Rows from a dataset

►

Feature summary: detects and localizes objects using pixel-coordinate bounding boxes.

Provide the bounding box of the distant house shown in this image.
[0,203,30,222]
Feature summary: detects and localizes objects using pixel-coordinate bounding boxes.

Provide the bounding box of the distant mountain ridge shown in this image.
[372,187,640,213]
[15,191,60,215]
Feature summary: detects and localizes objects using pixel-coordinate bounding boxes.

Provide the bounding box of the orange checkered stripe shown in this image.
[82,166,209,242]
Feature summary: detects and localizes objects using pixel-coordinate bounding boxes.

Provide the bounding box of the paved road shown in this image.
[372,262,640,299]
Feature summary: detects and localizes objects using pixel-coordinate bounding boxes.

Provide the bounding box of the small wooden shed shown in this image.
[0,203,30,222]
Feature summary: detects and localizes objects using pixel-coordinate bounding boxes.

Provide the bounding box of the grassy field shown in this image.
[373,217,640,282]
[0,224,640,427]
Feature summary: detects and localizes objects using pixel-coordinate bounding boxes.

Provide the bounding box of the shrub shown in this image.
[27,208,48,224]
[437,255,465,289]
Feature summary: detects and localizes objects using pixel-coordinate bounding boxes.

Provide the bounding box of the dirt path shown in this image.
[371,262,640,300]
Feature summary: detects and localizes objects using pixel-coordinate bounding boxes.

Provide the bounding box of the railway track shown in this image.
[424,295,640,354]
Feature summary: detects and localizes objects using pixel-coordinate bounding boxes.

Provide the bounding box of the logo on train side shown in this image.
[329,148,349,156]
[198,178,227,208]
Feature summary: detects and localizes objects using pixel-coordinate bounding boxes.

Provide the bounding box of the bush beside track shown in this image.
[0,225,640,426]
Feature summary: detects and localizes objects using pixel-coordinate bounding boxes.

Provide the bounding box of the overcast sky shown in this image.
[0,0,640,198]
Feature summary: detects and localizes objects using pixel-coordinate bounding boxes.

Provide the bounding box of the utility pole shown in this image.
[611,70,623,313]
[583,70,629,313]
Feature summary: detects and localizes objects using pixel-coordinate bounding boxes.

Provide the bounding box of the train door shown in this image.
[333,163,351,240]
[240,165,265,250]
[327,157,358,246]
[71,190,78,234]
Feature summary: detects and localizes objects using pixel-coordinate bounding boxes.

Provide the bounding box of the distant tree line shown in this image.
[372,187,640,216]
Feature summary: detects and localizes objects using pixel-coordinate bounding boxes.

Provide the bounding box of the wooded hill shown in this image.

◄

- _TASK REQUIREMENTS_:
Write out the data above again, switching every "Provide" to "Return" and leaving everything else unchanged.

- _EXERCISE RESPONSE_:
Feature summary: detects and localizes objects using pixel-coordinate bounding boxes.

Return the bounding box of the distant house shown in this image.
[0,203,30,222]
Feature summary: detects and localizes objects using pixel-coordinate bounding boxes.

Return the bounding box of the distant mountain ridge shown in this image.
[372,187,640,213]
[15,191,60,215]
Feature summary: detects and localizes objects using pixel-coordinate bounding boxes.

Return the bounding box of the orange checkered stripe shown in this image.
[82,166,209,242]
Feature summary: detects and localizes objects using pixel-coordinate bounding boxes.

Return the bounding box of the paved road shown in this image.
[372,262,640,299]
Feature summary: detects and localizes objects using pixel-coordinate bounding boxes.

Return the bounding box of the small wooden shed shown in this image.
[0,203,30,222]
Feature summary: detects and localizes objects using pixel-coordinate bounding boxes.

Return the bounding box of the grassy field shown in this image.
[373,217,640,282]
[0,224,640,427]
Feature summary: detects and localizes objects using pixel-coordinate bounding boxes.

Return the bounding box of the shrub shown in this image.
[27,208,48,224]
[437,255,465,289]
Feature summary: detects and localizes objects using pixel-coordinate bounding boxes.

Return the bounding box of the dirt path shown in this image.
[371,262,640,300]
Feature summary: detects and localizes objects using pixel-coordinate bounding boxes.

Return the bounding box of the railway track shown in this image.
[424,295,640,354]
Feature summary: detects and localizes objects using pixel-coordinate bounding boxes.

Return the bounding box of the logo on train side shown in this image.
[329,148,349,156]
[198,178,227,208]
Feature summary: detects and localizes objects using pixel-coordinate bounding boxes.

Return the bounding box of the bush beside track shown in this image.
[0,225,640,426]
Feature summary: detects and localizes objects using pixel-coordinate bounding boxes.

Return the bounding box of the overcast sky shown in this image.
[0,0,640,198]
Feature summary: detects and localizes objects using pixel-coordinate bounding boxes.

Return the bounding box of the utility pole shown in this image.
[611,70,623,313]
[583,70,629,313]
Feature summary: detects and localizes objects using pixel-coordinate bounding boxes.

Return the bounding box of the train door shown in this image.
[333,163,351,240]
[240,165,265,250]
[327,157,358,246]
[71,190,78,234]
Feature summary: detects and localizes objects using pixel-coordinate bounding boxes.

Return the bounding box of the distant tree line shown in this image.
[372,187,640,216]
Feature summary: detects and localizes objects using pixel-coordinate bounding boxes.

Return the bounding box of the wooded hill shown in this image.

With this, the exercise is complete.